◆ WORK REQUEST ◆
Your copy should hold every record verbatim and none of the pictures.

*** Opening DATA FOR THIS EXERCISE ***

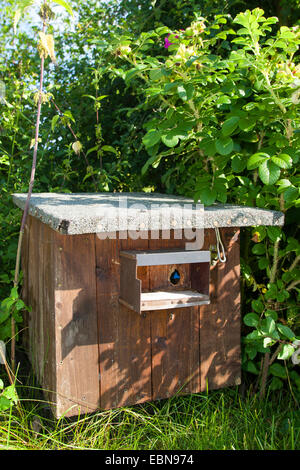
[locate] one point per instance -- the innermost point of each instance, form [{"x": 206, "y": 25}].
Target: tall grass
[{"x": 218, "y": 420}]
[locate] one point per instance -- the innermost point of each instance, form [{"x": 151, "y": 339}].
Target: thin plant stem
[{"x": 26, "y": 208}]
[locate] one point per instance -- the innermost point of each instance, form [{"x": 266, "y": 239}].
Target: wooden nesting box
[{"x": 122, "y": 317}]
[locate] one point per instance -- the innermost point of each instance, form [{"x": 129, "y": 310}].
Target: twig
[{"x": 26, "y": 208}]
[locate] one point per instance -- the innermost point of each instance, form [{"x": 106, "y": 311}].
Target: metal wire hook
[{"x": 222, "y": 258}]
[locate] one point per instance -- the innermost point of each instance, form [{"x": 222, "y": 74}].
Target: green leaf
[
  {"x": 224, "y": 145},
  {"x": 259, "y": 249},
  {"x": 54, "y": 121},
  {"x": 170, "y": 139},
  {"x": 151, "y": 138},
  {"x": 230, "y": 125},
  {"x": 263, "y": 263},
  {"x": 109, "y": 148},
  {"x": 208, "y": 196},
  {"x": 155, "y": 159},
  {"x": 246, "y": 124},
  {"x": 274, "y": 233},
  {"x": 272, "y": 314},
  {"x": 182, "y": 92},
  {"x": 268, "y": 326},
  {"x": 256, "y": 159},
  {"x": 268, "y": 172},
  {"x": 276, "y": 383},
  {"x": 65, "y": 5},
  {"x": 291, "y": 194},
  {"x": 5, "y": 403},
  {"x": 251, "y": 319},
  {"x": 156, "y": 74},
  {"x": 283, "y": 161},
  {"x": 251, "y": 367},
  {"x": 224, "y": 99},
  {"x": 286, "y": 331},
  {"x": 238, "y": 163},
  {"x": 10, "y": 393},
  {"x": 257, "y": 306}
]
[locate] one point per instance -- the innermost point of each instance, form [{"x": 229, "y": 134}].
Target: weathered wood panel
[
  {"x": 220, "y": 321},
  {"x": 124, "y": 338},
  {"x": 78, "y": 328},
  {"x": 175, "y": 338},
  {"x": 38, "y": 293}
]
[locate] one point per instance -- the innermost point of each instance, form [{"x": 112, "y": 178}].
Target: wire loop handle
[{"x": 222, "y": 257}]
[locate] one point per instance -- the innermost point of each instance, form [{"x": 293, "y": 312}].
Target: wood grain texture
[
  {"x": 124, "y": 338},
  {"x": 220, "y": 321},
  {"x": 78, "y": 328},
  {"x": 174, "y": 337},
  {"x": 39, "y": 324}
]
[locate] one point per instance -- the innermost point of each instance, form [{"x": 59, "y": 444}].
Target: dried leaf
[{"x": 46, "y": 46}]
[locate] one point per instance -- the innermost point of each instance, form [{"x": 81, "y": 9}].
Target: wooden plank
[
  {"x": 162, "y": 300},
  {"x": 175, "y": 339},
  {"x": 76, "y": 328},
  {"x": 33, "y": 280},
  {"x": 220, "y": 321},
  {"x": 39, "y": 295},
  {"x": 124, "y": 339}
]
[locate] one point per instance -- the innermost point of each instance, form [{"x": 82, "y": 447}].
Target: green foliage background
[{"x": 214, "y": 117}]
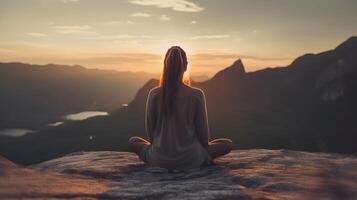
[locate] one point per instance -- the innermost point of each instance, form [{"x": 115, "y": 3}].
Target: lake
[{"x": 15, "y": 132}]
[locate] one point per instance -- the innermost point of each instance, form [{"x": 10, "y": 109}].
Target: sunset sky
[{"x": 134, "y": 34}]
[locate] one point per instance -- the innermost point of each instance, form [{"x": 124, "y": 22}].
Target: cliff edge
[{"x": 242, "y": 174}]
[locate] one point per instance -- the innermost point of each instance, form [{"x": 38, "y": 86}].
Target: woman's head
[{"x": 175, "y": 65}]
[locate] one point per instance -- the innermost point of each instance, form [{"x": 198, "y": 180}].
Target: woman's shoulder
[
  {"x": 154, "y": 90},
  {"x": 198, "y": 92}
]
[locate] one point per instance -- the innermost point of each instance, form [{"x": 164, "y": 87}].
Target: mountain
[
  {"x": 308, "y": 105},
  {"x": 35, "y": 95},
  {"x": 242, "y": 174}
]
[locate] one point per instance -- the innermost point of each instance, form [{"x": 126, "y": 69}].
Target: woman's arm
[
  {"x": 149, "y": 117},
  {"x": 201, "y": 120}
]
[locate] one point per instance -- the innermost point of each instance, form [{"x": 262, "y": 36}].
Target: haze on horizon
[{"x": 134, "y": 34}]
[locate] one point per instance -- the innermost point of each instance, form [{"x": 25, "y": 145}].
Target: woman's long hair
[{"x": 172, "y": 76}]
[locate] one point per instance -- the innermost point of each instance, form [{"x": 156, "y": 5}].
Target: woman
[{"x": 176, "y": 122}]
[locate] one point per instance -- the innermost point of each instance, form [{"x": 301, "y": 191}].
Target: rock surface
[{"x": 242, "y": 174}]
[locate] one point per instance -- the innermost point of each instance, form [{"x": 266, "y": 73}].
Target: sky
[{"x": 133, "y": 35}]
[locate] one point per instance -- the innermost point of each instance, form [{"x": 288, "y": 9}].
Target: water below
[
  {"x": 18, "y": 132},
  {"x": 15, "y": 132}
]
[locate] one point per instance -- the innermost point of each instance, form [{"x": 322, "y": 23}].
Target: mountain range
[
  {"x": 308, "y": 105},
  {"x": 35, "y": 95}
]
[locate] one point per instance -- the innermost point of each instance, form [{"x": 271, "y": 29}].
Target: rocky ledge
[{"x": 242, "y": 174}]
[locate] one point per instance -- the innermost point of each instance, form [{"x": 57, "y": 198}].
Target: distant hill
[
  {"x": 35, "y": 95},
  {"x": 309, "y": 105}
]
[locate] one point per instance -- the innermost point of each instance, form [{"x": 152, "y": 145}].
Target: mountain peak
[
  {"x": 349, "y": 45},
  {"x": 237, "y": 66},
  {"x": 236, "y": 69}
]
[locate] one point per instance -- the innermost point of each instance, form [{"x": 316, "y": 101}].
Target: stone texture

*** Closing DATA FOR THIS EXERCISE ***

◆ ANSWER TO THIS TASK ◆
[locate] one point per instance -- the innermost point of each instance, form [{"x": 206, "y": 25}].
Target: tall grass
[{"x": 218, "y": 420}]
[locate] one point per instance -- the innermost point of each instance, form [{"x": 151, "y": 339}].
Target: thin plant stem
[{"x": 26, "y": 208}]
[locate] one point per instance -- the innermost point of each instance, form [{"x": 266, "y": 239}].
Target: wooden nesting box
[{"x": 122, "y": 317}]
[locate] one point per instance -- the innermost point of each instance, form [{"x": 129, "y": 310}].
Target: twig
[{"x": 26, "y": 208}]
[locate] one point per instance -- the innermost point of each instance, form [{"x": 106, "y": 311}].
Target: metal wire hook
[{"x": 222, "y": 258}]
[locate] one point per instance -- the innermost point of each instance, form [{"x": 222, "y": 74}].
Target: green leaf
[
  {"x": 224, "y": 145},
  {"x": 259, "y": 249},
  {"x": 54, "y": 121},
  {"x": 170, "y": 139},
  {"x": 151, "y": 138},
  {"x": 230, "y": 125},
  {"x": 263, "y": 263},
  {"x": 109, "y": 148},
  {"x": 208, "y": 196},
  {"x": 155, "y": 159},
  {"x": 246, "y": 124},
  {"x": 274, "y": 233},
  {"x": 272, "y": 314},
  {"x": 182, "y": 92},
  {"x": 268, "y": 326},
  {"x": 256, "y": 159},
  {"x": 268, "y": 172},
  {"x": 276, "y": 383},
  {"x": 65, "y": 5},
  {"x": 291, "y": 194},
  {"x": 5, "y": 403},
  {"x": 251, "y": 319},
  {"x": 156, "y": 74},
  {"x": 283, "y": 161},
  {"x": 251, "y": 367},
  {"x": 224, "y": 99},
  {"x": 286, "y": 331},
  {"x": 238, "y": 163},
  {"x": 10, "y": 393},
  {"x": 257, "y": 306}
]
[locate] one point per instance -- the innermost point of each instance, form [{"x": 229, "y": 134}].
Target: weathered wood panel
[
  {"x": 220, "y": 321},
  {"x": 124, "y": 338},
  {"x": 78, "y": 328},
  {"x": 175, "y": 338},
  {"x": 38, "y": 293}
]
[locate] one point per instance -- the innermost point of each instance, form [{"x": 112, "y": 178}].
Target: wire loop handle
[{"x": 222, "y": 257}]
[locate] one point per instance -- the innermost point of each instance, form [{"x": 293, "y": 312}].
Target: wood grain texture
[
  {"x": 124, "y": 338},
  {"x": 220, "y": 321},
  {"x": 78, "y": 328},
  {"x": 174, "y": 337},
  {"x": 39, "y": 324}
]
[locate] one point per instance -- the innermost point of each instance, form [{"x": 59, "y": 444}].
Target: dried leaf
[{"x": 46, "y": 46}]
[locate] one point per instance -- the innermost point of each instance, form [{"x": 81, "y": 9}].
Target: wooden plank
[
  {"x": 162, "y": 300},
  {"x": 175, "y": 339},
  {"x": 76, "y": 328},
  {"x": 33, "y": 280},
  {"x": 220, "y": 321},
  {"x": 39, "y": 295},
  {"x": 124, "y": 339}
]
[locate] one point per instance -- the innermost point of each instance, form [{"x": 82, "y": 447}].
Target: green foliage background
[{"x": 214, "y": 117}]
[locate] one point per instance -- the innermost point of each instance, form [{"x": 115, "y": 3}].
Target: lake
[{"x": 15, "y": 132}]
[locate] one point per instance -- the innermost point of each instance, form [{"x": 10, "y": 109}].
Target: sunset sky
[{"x": 134, "y": 34}]
[locate] one point per instance -- the innermost point of each instance, form [{"x": 124, "y": 22}].
Target: cliff edge
[{"x": 242, "y": 174}]
[locate] one point per instance -- the innermost point of each instance, form [{"x": 38, "y": 86}].
Target: woman's head
[{"x": 175, "y": 65}]
[locate] one point per instance -- the innermost point of each instance, form [{"x": 198, "y": 180}].
Target: woman's shoulder
[
  {"x": 154, "y": 90},
  {"x": 198, "y": 92}
]
[locate] one point per instance -- the innermost point of each instance, form [{"x": 164, "y": 87}].
Target: mountain
[
  {"x": 308, "y": 105},
  {"x": 35, "y": 95},
  {"x": 242, "y": 174}
]
[locate] one point per instance -- the innermost point of each instance, form [{"x": 126, "y": 69}].
Target: woman's arm
[
  {"x": 149, "y": 117},
  {"x": 201, "y": 120}
]
[locate] one point per instance -- the innermost point of each instance, form [{"x": 262, "y": 36}].
Target: haze on horizon
[{"x": 134, "y": 34}]
[locate] one point per instance -- the innermost point of each instance, form [{"x": 25, "y": 145}].
Target: woman's long hair
[{"x": 172, "y": 76}]
[locate] one point per instance -- the innermost point of each instance, form [{"x": 156, "y": 5}].
Target: woman
[{"x": 176, "y": 122}]
[locate] one point per instance -- the innermost point of each instance, form [{"x": 301, "y": 191}].
Target: rock surface
[{"x": 242, "y": 174}]
[locate] one point per instance -- the innermost point of each instance, form [{"x": 266, "y": 73}].
Target: sky
[{"x": 133, "y": 35}]
[locate] one point per instance -- the innermost point of each instance, form [{"x": 288, "y": 9}].
Target: water below
[
  {"x": 18, "y": 132},
  {"x": 15, "y": 132}
]
[locate] one point per instance -- the innermost point of each instance, form [{"x": 322, "y": 23}].
Target: mountain range
[
  {"x": 308, "y": 105},
  {"x": 35, "y": 95}
]
[locate] one point per instance -- the innermost point of each instance, form [{"x": 271, "y": 29}].
Target: rocky ledge
[{"x": 242, "y": 174}]
[locate] one point per instance -- the innermost point of each instance, form [{"x": 57, "y": 198}].
Target: distant hill
[
  {"x": 35, "y": 95},
  {"x": 309, "y": 105}
]
[locate] one point per instance -- the innermost point of each instance, form [{"x": 152, "y": 145}].
Target: mountain peak
[
  {"x": 349, "y": 45},
  {"x": 237, "y": 66},
  {"x": 236, "y": 69}
]
[locate] one point per instance -- the innermost point of each instance, form [{"x": 316, "y": 101}].
Target: stone texture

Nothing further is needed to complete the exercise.